Extracted material —
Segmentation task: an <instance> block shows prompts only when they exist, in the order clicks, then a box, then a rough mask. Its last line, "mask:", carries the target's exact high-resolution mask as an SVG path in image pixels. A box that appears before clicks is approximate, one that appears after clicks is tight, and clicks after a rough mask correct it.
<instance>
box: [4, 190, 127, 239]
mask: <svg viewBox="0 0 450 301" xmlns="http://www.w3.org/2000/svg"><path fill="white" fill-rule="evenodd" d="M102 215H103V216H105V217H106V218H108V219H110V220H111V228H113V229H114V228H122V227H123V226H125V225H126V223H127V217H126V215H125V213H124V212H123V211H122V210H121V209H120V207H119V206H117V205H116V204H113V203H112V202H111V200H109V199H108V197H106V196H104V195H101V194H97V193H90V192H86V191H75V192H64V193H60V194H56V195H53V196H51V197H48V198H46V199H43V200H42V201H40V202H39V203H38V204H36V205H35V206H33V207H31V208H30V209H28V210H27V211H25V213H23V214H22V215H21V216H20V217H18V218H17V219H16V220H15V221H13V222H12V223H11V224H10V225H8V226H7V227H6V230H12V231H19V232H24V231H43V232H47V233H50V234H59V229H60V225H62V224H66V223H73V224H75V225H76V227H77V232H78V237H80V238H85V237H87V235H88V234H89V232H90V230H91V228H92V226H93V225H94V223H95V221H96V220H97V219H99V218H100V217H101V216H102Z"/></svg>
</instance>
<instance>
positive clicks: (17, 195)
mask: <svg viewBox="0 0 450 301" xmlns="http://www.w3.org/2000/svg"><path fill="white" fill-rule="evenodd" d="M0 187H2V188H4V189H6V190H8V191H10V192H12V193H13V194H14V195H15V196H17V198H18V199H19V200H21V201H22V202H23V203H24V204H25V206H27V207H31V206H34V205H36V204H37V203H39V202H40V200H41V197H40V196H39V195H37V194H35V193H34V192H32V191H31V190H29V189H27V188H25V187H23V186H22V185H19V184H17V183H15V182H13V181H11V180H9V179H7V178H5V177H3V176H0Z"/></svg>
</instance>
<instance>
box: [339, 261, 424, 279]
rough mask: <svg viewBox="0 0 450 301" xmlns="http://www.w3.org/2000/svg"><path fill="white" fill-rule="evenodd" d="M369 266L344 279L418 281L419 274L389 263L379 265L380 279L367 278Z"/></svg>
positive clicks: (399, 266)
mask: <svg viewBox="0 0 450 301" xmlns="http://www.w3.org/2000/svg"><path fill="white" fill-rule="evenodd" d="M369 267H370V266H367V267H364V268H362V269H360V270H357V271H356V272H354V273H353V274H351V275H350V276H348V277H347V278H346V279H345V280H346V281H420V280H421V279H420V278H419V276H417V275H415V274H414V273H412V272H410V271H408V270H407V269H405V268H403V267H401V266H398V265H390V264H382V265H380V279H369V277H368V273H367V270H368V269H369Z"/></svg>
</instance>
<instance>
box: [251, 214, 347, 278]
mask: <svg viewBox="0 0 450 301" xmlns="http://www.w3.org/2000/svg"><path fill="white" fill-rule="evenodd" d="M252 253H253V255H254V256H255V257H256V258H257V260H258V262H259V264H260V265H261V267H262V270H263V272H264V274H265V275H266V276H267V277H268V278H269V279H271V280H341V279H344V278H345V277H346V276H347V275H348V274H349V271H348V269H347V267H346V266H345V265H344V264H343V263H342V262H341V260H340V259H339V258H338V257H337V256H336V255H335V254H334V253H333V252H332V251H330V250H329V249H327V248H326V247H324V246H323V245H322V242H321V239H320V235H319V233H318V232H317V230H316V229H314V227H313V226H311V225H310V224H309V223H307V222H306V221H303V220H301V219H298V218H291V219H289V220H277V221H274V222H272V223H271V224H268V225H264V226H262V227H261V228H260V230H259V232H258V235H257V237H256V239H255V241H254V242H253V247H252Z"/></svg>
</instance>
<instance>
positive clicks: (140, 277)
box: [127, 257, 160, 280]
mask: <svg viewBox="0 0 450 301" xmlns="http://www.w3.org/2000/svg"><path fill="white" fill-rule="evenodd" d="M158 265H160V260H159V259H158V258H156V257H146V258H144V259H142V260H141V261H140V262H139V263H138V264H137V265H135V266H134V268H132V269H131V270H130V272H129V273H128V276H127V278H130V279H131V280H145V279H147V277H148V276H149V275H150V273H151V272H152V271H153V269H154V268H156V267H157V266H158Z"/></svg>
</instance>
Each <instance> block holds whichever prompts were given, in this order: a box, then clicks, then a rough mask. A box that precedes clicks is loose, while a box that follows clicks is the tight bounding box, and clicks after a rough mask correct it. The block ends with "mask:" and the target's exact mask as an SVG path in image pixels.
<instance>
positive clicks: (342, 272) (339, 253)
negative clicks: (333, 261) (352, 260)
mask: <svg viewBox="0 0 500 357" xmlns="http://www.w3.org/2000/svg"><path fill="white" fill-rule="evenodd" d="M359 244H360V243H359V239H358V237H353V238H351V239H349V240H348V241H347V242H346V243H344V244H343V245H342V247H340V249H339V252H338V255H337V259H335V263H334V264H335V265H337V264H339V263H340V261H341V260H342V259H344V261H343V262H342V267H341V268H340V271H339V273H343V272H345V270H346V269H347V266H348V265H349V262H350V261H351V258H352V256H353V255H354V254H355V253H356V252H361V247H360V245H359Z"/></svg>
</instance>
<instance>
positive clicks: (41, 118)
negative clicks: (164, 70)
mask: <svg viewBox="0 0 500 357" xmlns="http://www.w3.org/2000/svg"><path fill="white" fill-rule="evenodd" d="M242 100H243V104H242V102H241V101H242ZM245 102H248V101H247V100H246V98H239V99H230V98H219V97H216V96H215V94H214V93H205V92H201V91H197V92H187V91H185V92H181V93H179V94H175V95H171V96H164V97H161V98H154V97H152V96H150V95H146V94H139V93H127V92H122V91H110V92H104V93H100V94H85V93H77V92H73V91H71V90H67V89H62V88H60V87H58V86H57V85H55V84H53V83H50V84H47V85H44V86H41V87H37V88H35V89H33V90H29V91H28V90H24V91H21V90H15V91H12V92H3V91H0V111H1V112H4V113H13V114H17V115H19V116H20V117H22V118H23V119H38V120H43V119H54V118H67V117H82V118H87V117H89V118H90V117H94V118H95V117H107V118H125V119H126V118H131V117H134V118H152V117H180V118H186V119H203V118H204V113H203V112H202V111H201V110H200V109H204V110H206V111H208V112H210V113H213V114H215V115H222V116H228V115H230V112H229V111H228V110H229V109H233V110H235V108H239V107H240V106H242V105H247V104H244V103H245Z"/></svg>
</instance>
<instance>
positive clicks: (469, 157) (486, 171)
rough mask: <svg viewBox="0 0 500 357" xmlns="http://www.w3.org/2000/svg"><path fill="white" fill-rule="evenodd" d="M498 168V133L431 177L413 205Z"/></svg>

What the task requires — List every line of the records that contains the string "negative", treating uppercase and lowercase as different.

Solution below —
negative clicks: (333, 261) (352, 260)
negative clicks: (164, 70)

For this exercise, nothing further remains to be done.